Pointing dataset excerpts
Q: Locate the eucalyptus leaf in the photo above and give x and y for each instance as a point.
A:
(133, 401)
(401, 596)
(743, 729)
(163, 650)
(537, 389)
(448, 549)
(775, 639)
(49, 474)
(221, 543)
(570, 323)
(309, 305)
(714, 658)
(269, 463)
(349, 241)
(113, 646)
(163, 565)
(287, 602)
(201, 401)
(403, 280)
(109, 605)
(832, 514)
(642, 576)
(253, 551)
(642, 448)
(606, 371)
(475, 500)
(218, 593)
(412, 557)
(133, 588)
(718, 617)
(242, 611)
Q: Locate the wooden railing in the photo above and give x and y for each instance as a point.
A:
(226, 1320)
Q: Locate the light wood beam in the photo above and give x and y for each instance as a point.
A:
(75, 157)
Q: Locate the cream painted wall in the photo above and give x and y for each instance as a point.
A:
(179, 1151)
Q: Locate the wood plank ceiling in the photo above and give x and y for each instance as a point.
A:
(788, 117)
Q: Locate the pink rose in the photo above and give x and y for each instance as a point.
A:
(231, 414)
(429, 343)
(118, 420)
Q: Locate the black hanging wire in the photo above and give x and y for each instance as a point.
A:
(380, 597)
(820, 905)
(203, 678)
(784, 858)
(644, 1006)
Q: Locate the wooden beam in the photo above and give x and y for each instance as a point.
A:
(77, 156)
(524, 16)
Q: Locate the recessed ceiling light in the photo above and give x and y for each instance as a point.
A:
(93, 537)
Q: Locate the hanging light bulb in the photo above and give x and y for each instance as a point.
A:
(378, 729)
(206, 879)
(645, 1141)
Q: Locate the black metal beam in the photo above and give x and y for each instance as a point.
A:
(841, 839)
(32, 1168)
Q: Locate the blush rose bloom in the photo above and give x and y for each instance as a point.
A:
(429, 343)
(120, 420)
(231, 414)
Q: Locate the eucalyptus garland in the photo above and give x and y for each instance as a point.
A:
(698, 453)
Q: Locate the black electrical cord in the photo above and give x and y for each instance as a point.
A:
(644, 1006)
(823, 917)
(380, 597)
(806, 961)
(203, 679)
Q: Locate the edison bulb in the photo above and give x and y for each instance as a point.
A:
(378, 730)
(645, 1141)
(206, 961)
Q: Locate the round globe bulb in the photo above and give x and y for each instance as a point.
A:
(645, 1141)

EXERCISE. Please restate the data word for word, every record included.

OUTPUT OF THE EXERCISE.
Q: Locate the eucalyptus leaf in the photo above and give x and y for each instance as a point.
A:
(133, 401)
(401, 596)
(743, 729)
(163, 650)
(537, 389)
(448, 549)
(775, 639)
(49, 474)
(221, 543)
(570, 323)
(309, 305)
(714, 658)
(269, 463)
(349, 241)
(113, 646)
(163, 565)
(287, 602)
(201, 401)
(403, 280)
(109, 605)
(832, 514)
(642, 576)
(253, 551)
(642, 448)
(606, 371)
(475, 500)
(218, 593)
(412, 557)
(133, 588)
(718, 617)
(242, 611)
Q: Locate the wooden railing in the photo above and give x and y for each instance as a point.
A:
(226, 1320)
Q: Locate the light wood beam in the photo above and give x and y for each instance as a point.
A:
(75, 157)
Q: Locate the cream painted wall in the photo above and give x and y for each instance as a point.
A:
(179, 1151)
Q: Locate the wood plank ceiling in the photo above and give x and y for each instance as a point.
A:
(788, 117)
Q: Locate the pink rose in the photo above and give x and y for each instance as a point.
A:
(231, 414)
(429, 343)
(118, 420)
Q: Locate the black hanging wire in the photo above and give x and y for each instance as a point.
A:
(380, 597)
(820, 905)
(203, 678)
(784, 858)
(644, 1006)
Q: Locate the wooden beam in the photo above and give x and y for each instance as a point.
A:
(77, 156)
(524, 16)
Q: Locate the recessed ceiling light in the photo above and give x and y for each instance as a point.
A:
(93, 537)
Q: Locate the hanging light bulb in the photo above and give x and y for each instance as a point.
A:
(378, 729)
(206, 879)
(645, 1141)
Q: Locate the black metal beam in the photo above and give x and y for each instance as a point.
A:
(841, 839)
(32, 1168)
Q: Locate the blush rose bloom in the photo above and give x and y for each instance as a point.
A:
(429, 343)
(120, 420)
(231, 414)
Q: Locate the eucalyptus garland in the photo above and give x and y for each instance as a point.
A:
(698, 453)
Q: Locate the black electrical cord in the photo above and give x and y for each instance as a point.
A:
(644, 1006)
(823, 917)
(380, 597)
(806, 961)
(203, 679)
Q: Locate the edison bulb in the photo above and give x and y for each instance as a point.
A:
(378, 730)
(645, 1141)
(206, 961)
Q: Locate the round globe bulb in the photo above and give x and y for each instance as a point.
A:
(645, 1141)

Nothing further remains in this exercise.